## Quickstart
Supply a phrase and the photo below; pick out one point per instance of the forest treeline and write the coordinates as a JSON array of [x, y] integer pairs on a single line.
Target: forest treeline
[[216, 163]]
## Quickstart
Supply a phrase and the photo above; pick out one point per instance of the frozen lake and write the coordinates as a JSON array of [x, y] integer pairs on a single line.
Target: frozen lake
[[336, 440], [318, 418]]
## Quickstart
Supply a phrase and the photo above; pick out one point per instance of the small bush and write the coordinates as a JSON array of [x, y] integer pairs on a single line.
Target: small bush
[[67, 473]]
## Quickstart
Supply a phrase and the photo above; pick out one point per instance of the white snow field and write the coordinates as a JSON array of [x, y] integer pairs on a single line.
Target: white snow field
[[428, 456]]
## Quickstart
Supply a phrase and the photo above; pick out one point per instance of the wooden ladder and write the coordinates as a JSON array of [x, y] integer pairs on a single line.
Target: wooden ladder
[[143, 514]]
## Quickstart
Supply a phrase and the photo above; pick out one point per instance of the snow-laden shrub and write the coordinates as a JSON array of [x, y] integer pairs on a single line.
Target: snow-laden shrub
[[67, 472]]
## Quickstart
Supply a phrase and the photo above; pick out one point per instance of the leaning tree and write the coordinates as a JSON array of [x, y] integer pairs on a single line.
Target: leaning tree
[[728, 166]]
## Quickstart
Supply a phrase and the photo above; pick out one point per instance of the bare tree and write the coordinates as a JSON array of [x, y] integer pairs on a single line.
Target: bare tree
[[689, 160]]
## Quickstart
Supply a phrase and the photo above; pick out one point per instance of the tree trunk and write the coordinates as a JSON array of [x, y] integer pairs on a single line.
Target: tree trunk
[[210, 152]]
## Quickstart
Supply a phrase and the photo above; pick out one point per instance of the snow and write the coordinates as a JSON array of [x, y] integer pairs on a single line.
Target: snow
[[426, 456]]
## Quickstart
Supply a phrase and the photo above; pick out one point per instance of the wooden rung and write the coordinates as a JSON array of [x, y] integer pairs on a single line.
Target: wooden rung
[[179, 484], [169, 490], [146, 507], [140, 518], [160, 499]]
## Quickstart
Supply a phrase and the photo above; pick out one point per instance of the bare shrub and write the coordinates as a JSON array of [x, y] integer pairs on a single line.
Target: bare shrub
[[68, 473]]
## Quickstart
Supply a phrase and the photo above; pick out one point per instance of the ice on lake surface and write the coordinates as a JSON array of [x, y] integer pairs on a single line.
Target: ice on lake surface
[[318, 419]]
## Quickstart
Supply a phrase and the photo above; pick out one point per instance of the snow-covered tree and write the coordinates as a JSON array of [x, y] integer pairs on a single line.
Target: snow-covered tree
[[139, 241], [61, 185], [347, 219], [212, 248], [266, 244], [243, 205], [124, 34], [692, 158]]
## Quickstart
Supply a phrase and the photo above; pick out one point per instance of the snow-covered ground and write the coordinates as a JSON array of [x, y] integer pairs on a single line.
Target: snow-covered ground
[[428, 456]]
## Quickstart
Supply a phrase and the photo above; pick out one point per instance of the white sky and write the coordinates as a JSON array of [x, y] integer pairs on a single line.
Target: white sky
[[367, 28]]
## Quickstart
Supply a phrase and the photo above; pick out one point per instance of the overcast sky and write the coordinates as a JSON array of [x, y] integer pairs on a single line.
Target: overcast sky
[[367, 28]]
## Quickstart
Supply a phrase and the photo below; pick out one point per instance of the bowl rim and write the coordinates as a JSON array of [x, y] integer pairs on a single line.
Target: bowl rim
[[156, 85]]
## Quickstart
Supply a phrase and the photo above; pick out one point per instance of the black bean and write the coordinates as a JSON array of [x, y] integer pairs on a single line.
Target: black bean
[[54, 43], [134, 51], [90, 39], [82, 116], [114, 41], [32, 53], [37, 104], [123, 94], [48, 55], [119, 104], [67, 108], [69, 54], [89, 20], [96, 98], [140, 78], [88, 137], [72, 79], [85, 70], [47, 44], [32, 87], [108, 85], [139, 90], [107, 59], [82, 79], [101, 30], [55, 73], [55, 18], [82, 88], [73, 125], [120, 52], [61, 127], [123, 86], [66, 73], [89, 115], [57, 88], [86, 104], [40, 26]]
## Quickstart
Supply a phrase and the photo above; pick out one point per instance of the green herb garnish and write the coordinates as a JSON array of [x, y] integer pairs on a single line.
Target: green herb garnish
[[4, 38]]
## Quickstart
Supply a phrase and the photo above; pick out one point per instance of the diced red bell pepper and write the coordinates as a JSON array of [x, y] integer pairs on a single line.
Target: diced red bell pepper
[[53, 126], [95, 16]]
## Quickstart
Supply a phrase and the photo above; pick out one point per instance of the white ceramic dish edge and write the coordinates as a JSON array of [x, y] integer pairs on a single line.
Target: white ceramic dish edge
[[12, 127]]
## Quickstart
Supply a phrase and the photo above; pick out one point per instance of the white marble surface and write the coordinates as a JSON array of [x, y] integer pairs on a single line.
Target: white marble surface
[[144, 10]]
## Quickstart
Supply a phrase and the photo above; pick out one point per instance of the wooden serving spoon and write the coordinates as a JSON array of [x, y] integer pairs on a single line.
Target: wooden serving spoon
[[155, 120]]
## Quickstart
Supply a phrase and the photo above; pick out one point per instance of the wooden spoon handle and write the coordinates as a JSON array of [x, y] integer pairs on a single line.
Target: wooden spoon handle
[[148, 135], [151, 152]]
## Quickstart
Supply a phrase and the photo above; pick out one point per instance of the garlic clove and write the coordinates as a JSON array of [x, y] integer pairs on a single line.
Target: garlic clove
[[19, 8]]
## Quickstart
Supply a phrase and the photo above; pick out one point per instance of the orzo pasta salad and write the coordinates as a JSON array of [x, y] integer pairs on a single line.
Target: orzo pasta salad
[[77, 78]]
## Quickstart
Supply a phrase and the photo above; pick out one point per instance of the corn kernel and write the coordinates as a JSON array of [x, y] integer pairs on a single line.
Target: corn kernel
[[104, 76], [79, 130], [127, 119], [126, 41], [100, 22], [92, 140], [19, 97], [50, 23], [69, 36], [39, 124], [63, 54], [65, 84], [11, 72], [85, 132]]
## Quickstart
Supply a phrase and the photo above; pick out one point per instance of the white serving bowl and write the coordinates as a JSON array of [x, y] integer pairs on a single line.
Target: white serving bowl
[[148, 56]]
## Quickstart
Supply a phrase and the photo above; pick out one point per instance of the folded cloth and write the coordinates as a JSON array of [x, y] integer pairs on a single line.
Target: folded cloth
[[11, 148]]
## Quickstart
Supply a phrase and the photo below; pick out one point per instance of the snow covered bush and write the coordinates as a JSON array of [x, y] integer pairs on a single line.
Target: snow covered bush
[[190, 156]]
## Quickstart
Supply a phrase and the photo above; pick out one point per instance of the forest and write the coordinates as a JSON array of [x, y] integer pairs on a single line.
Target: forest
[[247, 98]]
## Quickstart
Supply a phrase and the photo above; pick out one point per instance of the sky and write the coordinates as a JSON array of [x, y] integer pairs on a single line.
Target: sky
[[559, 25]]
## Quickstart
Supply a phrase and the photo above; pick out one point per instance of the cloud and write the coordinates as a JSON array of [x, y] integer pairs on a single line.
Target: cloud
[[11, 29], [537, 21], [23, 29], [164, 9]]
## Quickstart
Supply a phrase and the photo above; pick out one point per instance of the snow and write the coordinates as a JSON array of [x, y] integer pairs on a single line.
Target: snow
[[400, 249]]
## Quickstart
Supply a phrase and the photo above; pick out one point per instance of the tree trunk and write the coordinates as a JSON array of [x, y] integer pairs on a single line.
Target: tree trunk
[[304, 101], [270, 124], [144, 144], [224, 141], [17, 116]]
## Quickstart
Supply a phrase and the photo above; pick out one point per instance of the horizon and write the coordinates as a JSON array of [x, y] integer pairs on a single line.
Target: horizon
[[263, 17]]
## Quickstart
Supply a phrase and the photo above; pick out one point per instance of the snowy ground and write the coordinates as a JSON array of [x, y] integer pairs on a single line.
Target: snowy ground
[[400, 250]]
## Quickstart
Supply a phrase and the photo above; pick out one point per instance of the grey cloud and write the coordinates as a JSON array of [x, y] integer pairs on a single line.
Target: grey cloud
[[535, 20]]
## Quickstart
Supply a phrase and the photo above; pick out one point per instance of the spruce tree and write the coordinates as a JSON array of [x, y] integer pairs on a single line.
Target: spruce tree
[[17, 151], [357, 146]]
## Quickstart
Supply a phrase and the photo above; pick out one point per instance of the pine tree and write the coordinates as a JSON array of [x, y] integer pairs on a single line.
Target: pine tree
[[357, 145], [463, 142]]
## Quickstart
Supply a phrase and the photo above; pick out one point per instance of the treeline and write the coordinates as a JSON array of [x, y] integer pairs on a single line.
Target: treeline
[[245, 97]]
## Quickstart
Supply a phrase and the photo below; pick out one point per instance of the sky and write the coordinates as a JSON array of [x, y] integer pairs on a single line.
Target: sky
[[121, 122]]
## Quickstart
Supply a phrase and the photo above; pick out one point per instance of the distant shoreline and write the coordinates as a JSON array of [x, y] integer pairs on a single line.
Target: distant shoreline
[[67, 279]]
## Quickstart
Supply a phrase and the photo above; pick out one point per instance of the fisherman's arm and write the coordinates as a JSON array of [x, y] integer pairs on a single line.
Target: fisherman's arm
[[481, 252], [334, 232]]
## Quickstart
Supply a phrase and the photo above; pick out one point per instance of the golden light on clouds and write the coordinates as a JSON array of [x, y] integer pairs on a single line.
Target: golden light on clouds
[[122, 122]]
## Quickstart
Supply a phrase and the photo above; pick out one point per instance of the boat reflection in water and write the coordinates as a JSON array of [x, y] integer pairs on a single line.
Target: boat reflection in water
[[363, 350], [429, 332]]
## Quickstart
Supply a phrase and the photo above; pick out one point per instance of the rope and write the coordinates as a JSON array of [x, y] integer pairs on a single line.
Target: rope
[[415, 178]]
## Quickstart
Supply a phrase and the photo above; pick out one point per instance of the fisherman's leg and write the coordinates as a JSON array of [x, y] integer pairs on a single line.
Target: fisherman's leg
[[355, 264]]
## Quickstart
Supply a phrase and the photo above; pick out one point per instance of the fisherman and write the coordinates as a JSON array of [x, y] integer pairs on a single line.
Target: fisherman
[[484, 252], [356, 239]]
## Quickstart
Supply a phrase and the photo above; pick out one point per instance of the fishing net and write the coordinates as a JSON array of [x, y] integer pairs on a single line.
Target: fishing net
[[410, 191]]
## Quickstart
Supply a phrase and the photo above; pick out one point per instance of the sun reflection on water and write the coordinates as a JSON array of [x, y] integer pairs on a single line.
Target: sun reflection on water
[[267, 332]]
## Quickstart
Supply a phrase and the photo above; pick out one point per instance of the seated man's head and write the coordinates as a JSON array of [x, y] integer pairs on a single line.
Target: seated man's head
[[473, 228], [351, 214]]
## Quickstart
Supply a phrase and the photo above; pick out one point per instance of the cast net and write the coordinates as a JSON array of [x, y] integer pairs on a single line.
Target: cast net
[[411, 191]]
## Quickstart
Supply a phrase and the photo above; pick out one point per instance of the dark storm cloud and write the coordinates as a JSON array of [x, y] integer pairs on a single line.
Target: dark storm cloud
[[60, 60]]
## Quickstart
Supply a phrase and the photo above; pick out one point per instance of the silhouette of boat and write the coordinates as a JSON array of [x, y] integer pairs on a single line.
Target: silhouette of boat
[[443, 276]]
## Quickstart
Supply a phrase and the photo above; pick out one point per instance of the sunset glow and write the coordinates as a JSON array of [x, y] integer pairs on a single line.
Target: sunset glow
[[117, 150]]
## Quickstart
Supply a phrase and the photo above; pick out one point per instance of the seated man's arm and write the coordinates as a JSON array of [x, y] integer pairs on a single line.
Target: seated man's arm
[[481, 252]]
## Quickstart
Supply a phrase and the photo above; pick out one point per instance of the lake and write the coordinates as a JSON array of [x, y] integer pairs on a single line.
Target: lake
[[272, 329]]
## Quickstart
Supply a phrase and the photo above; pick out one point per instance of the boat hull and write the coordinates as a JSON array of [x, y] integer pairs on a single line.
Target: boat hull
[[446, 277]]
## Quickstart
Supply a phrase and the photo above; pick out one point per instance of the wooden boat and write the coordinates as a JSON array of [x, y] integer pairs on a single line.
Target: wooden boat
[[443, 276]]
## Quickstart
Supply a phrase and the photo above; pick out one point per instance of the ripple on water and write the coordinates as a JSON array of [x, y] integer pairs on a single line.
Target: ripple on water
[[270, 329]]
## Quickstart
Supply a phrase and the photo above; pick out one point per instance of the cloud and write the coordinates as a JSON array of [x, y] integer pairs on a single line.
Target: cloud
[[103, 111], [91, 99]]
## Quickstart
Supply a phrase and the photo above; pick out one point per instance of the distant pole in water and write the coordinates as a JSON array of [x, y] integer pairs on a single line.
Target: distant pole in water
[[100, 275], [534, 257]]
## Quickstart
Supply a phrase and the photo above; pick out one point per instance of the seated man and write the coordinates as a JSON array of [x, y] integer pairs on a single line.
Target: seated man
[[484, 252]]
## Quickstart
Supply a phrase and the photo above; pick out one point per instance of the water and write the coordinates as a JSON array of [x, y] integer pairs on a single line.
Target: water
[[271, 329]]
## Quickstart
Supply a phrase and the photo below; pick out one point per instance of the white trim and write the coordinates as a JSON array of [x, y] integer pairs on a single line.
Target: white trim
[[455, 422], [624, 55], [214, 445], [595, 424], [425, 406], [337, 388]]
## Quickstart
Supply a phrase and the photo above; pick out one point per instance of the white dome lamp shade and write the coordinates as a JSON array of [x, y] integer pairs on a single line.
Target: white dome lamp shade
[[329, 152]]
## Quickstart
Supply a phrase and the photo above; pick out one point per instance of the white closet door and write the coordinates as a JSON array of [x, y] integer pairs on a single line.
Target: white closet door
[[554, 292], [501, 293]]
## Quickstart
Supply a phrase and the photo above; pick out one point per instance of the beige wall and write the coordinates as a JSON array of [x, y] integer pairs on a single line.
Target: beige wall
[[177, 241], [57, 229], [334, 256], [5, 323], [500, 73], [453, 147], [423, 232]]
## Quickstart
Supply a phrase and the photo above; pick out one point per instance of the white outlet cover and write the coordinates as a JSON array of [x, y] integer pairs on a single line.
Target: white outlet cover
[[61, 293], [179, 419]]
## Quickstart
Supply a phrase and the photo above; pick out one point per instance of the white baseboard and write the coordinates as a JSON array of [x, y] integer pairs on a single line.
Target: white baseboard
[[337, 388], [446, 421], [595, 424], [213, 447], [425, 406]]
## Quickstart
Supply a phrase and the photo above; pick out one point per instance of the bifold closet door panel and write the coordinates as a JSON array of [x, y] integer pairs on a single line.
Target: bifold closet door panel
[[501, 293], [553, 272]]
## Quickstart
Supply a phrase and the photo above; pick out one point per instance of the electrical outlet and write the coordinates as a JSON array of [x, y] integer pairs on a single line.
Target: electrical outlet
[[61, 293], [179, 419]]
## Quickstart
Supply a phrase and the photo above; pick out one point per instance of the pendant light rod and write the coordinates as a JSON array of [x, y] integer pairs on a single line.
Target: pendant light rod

*PROBLEM DETAILS*: Report each line of the data that includes the string "below".

*SOLUTION TO THIS PROBLEM*:
Supply a phrase and the photo below; pick out one point per instance of the forest treeline and write the coordinates as a JSON array of [x, y] integer pairs on a single line.
Supply a phrase and the photo below; pick out one point per instance of the bowl rim and write the coordinates as a JSON array of [x, y] integer pairs on a single line.
Supply a phrase and the photo below; pick out one point per instance of the snow covered bush and write the coordinates as a JSON array of [x, y] integer pairs on a single line.
Supply a phrase and the photo below; pick out one point per instance of the sky and write the coordinates as a JSON array of [x, y] integer pairs on a single line.
Supply a phrase and the photo below; pick out one point per instance of the white trim and write the coordinates as a JSON array of [x, y] integer pairs on a single line.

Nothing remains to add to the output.